● Input material:
+--

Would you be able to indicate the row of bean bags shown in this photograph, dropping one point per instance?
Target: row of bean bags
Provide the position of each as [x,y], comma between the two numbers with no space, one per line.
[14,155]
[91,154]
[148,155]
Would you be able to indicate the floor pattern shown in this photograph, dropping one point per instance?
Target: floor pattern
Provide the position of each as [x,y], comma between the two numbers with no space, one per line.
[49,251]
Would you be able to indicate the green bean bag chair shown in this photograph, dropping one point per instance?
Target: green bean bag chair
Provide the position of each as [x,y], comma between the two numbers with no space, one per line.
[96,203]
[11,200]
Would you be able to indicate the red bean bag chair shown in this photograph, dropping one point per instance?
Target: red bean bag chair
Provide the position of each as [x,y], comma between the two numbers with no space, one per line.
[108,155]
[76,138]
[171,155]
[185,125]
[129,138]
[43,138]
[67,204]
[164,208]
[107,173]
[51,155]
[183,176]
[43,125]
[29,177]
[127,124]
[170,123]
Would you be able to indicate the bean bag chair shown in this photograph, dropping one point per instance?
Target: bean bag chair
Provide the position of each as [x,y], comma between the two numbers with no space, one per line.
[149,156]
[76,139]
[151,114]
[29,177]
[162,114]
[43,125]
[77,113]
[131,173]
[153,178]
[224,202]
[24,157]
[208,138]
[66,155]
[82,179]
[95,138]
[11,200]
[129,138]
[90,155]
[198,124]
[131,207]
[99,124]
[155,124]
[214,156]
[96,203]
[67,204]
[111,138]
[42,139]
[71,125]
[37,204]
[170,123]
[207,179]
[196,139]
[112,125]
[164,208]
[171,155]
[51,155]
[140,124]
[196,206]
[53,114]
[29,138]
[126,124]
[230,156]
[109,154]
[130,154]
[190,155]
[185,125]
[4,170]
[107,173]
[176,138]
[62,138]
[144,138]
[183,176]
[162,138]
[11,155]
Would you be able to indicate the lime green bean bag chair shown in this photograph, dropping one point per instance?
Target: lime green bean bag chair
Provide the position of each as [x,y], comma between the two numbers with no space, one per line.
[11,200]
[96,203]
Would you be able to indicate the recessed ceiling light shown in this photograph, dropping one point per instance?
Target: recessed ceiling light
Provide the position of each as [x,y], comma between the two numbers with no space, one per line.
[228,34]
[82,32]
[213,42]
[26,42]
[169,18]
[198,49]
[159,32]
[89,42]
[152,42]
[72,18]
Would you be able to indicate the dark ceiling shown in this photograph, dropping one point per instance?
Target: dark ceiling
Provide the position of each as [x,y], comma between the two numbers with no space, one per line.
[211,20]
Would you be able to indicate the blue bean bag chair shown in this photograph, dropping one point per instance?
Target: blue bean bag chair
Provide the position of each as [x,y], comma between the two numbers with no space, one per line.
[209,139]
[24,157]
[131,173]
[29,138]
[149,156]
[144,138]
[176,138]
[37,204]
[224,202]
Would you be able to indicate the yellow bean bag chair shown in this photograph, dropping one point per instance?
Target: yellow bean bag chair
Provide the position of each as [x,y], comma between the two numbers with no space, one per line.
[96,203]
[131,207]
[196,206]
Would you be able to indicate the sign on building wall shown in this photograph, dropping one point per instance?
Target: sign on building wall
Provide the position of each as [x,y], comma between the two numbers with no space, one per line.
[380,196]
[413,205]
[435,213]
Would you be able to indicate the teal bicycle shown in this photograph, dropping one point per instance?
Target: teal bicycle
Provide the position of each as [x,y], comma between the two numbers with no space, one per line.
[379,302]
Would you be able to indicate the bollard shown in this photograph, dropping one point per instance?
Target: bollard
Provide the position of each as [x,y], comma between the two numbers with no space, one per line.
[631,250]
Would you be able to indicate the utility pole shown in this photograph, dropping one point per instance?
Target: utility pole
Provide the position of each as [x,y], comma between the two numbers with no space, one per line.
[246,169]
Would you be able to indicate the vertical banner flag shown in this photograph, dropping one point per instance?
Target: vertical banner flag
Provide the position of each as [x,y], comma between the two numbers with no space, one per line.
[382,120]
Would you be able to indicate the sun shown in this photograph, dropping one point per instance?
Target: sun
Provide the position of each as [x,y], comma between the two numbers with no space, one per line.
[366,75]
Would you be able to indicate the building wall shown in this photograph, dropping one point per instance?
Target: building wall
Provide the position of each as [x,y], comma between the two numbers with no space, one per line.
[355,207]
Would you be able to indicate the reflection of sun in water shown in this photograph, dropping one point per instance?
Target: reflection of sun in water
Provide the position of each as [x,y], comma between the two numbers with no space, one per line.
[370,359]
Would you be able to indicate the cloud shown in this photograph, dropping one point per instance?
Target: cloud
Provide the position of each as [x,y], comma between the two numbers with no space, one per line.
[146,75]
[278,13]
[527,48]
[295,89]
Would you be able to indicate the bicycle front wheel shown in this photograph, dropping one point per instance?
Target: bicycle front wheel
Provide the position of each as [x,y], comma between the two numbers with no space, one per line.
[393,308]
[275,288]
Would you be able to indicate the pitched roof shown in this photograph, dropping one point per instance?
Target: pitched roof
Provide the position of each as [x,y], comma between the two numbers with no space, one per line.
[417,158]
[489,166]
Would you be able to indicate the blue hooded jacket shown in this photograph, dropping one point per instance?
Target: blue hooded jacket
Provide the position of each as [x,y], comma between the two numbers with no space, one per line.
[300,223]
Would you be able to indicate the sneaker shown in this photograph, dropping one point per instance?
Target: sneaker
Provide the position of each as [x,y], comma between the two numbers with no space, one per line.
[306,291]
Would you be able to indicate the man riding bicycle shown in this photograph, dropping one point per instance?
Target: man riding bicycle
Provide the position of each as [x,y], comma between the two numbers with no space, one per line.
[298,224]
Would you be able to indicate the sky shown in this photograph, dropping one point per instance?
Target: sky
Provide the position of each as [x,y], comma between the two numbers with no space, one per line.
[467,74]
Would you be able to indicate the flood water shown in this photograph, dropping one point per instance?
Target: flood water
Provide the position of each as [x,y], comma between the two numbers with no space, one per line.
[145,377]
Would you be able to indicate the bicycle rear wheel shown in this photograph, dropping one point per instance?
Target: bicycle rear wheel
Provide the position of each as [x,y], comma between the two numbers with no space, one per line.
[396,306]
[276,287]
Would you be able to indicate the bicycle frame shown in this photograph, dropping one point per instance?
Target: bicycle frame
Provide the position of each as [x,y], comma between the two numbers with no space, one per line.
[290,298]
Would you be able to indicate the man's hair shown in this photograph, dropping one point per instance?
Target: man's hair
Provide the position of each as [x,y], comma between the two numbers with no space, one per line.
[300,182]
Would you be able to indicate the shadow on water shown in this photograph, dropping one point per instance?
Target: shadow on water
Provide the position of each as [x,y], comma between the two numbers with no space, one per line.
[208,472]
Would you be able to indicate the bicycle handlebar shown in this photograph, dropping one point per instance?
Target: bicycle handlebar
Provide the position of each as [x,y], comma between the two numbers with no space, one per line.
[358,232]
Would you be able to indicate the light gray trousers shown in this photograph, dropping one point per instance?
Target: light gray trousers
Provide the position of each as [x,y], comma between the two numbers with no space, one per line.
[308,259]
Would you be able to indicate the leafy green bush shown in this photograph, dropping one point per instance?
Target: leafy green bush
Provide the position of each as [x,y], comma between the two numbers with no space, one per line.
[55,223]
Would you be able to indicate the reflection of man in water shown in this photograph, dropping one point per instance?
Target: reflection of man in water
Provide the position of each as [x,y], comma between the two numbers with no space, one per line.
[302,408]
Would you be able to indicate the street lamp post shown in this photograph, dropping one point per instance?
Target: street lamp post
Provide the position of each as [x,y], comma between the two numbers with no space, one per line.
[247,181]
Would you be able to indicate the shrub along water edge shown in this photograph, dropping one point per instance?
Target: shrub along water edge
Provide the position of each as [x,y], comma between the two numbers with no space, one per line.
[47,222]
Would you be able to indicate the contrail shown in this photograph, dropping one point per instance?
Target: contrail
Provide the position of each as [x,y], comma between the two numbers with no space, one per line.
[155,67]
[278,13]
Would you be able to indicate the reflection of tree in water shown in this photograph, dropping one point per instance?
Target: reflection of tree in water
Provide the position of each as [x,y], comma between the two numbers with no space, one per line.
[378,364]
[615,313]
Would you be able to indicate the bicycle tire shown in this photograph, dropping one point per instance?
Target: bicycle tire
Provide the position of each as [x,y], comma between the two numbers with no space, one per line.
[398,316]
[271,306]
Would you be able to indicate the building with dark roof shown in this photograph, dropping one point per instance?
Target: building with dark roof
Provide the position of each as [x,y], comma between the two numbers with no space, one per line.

+--

● What is needed: Starting at the line that contains "Would you be able to indicate the reflection of tree" and ending at the last line of the records, both included, output those lines as a Markdown table with two columns, No and Text. Number the rows and leave out any blank lines.

● The result:
| No | Text |
|---|---|
| 1 | Would you be able to indicate the reflection of tree in water shown in this photograph, dropping one point per instance? |
| 2 | Target: reflection of tree in water |
| 3 | Provide the position of each as [x,y], comma between the two numbers with no space, one per line. |
| 4 | [378,364] |
| 5 | [615,313] |
| 6 | Would you be able to indicate the bicycle tire shown in this photograph, dropping one point per instance? |
| 7 | Target: bicycle tire |
| 8 | Provide the position of each as [x,y], comma between the two numbers with no space, one per line. |
| 9 | [398,316] |
| 10 | [271,306] |
| 11 | Would you be able to indicate the building with dark roof shown in this photograph, dropping one point per instance? |
| 12 | Target: building with dark roof |
| 13 | Provide the position of each as [x,y], comma between the two numbers with no space, one per line. |